Document excerpt:
We get a long exact sequence of (relative) homology groups $$\cdots \to \tilde H_n(S^2) \xrightarrow[]{\mathbb{1}-f_*} \tilde H_n(S^2) \to \tilde H_n(T_f) \to \tilde H_{n-1}(S^2) \to \cdots$$ where $\mathbb1$ is the identity map. Because $\tilde H_n(S^2) = \mathbb Z$ for $n = 2$ and $=0$ otherwise, this gives us $(\mathbb1 - f_*)(1) = -1$. Therefore the nontrivial part of this long exact sequence is $$0 \to \tilde H_3(T_f) \to \mathbb Z \xrightarrow[]{-\mathbb1} \mathbb Z \to \tilde H_2(T_f) \to 0 \to 0 \to \tilde H_1(T_f) \to 0.$$ Because this sequence is exact, we immediately get $\tilde H_1(T_f) = 0$. Also because the map $-\mathbb 1 : \mathbb Z \to \mathbb Z$ is injective, the map $\tilde H_3(T_f) \to \mathbb Z$ is $0$, which further implies by exactness that $\tilde H_3(T_f) = 0$. Finally, exactness tells us the map $\mathbb Z \to \tilde H_2(T_f)$ is surjective, and the kernel of this map is $\mathrm{Im}(-\mathbb1) = \mathbb Z$, which implies $\tilde H_2(T_f) = 0$.

Records for the task:
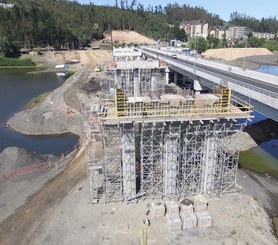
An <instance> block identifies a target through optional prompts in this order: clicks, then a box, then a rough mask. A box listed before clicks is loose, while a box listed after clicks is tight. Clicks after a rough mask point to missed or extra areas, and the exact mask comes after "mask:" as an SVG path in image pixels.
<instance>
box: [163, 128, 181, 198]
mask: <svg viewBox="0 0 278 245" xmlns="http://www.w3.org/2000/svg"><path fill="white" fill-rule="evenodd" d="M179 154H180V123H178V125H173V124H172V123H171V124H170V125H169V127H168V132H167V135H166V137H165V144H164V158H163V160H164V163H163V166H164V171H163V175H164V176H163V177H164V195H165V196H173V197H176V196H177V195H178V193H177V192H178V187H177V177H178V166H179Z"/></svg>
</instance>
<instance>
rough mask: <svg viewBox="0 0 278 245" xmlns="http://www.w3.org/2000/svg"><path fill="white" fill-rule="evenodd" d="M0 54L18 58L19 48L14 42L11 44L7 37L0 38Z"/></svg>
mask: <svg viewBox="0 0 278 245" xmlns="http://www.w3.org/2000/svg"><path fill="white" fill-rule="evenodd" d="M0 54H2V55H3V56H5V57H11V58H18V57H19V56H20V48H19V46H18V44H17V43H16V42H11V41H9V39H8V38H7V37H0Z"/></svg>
...
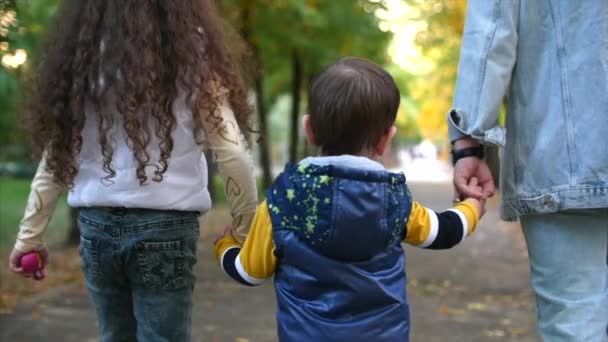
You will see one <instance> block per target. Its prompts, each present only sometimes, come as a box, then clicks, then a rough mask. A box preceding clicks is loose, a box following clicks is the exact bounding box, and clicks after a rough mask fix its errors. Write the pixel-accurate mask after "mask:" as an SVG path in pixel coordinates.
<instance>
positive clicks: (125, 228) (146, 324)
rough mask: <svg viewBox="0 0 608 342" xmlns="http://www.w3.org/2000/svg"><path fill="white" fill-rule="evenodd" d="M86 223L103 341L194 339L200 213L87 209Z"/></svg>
* * *
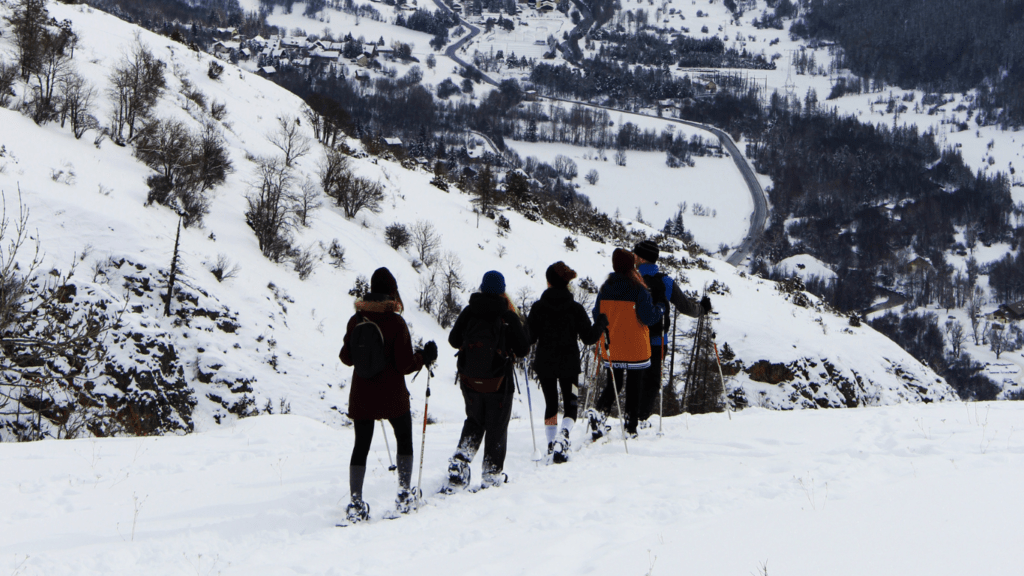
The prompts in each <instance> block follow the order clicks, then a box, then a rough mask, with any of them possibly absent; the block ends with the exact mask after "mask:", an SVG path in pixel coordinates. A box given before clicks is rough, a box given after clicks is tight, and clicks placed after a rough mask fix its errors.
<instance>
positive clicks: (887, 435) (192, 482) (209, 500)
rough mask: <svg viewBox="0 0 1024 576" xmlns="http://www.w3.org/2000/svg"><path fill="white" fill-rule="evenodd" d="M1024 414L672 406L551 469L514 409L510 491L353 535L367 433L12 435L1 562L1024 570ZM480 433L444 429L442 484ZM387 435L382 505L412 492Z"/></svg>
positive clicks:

Instruction 1: Translate this sentence from the homology excerpt into Spanish: "Because this sequence is exact, we immediately get $\tilde H_1(T_f) = 0$."
Instruction 2: Put the lines of the records into a Markdown table with the columns Row and Line, starting at the line that contains "You will see" and ending at the line that contains "223L103 341L194 339L200". Number each row and leave out blank lines.

Your solution 1: Como esta sucesión es exacta, obtenemos inmediatamente $\tilde H_1(T_f) = 0$.

Your solution 2:
| Row | Line |
|---|---|
| 1 | You will see one <instance> block per target. Its prompts, each present only sometimes, come as a box, then clicks, then a rough mask. A box preceding clicks is loose, a box following clicks is the exact bounding box, and clicks after a rough mask fix its errors. Write the pixel-accurate mask after "mask:" as an SVG path in pixel coordinates. |
| 2 | <instance> |
| 3 | positive clicks: (125, 228) (146, 324) |
| 4 | rough mask: <svg viewBox="0 0 608 342" xmlns="http://www.w3.org/2000/svg"><path fill="white" fill-rule="evenodd" d="M86 223L103 341L194 339L200 213L87 209Z"/></svg> |